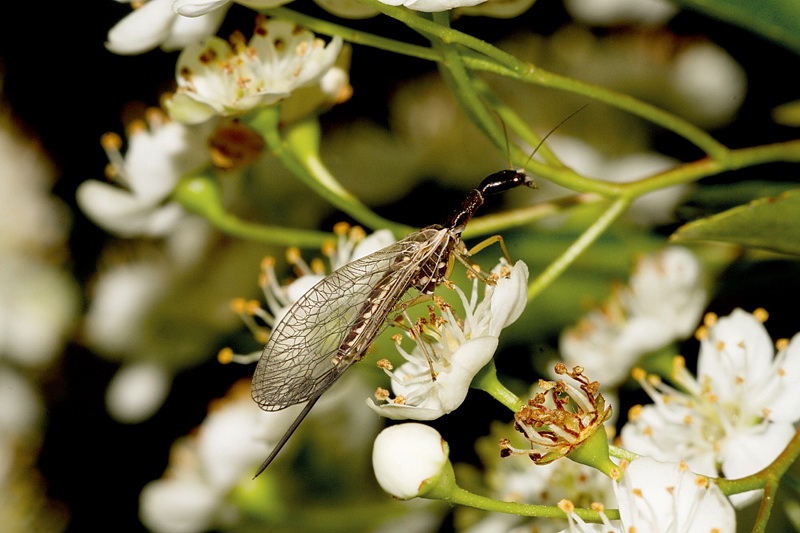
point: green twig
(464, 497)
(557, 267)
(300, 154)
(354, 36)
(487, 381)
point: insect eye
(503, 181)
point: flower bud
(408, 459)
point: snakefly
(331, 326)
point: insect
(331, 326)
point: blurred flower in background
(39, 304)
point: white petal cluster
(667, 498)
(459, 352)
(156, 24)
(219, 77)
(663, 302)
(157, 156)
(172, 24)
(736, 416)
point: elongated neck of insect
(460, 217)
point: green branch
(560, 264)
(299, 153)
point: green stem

§ **Directions for this task**
Convert the rows above into a JSON list of strings, one string per line, with blank lines and the picture left out.

§ **Completed task**
[
  "point: green twig",
  "(464, 497)",
  "(557, 267)",
  "(300, 154)",
  "(354, 36)",
  "(487, 381)",
  "point: insect eye",
  "(503, 181)",
  "point: flower bud",
  "(408, 459)",
  "point: snakefly",
  "(331, 326)",
  "point: insect",
  "(331, 326)",
  "point: blurred flower in background",
  "(39, 304)",
  "point: white petal cluster",
  "(667, 498)",
  "(459, 352)",
  "(156, 24)",
  "(219, 77)",
  "(663, 302)",
  "(157, 156)",
  "(172, 24)",
  "(736, 416)",
  "point: elongated neck of insect",
  "(460, 217)",
  "point: green branch",
  "(560, 264)",
  "(299, 153)",
  "point: green stem"
]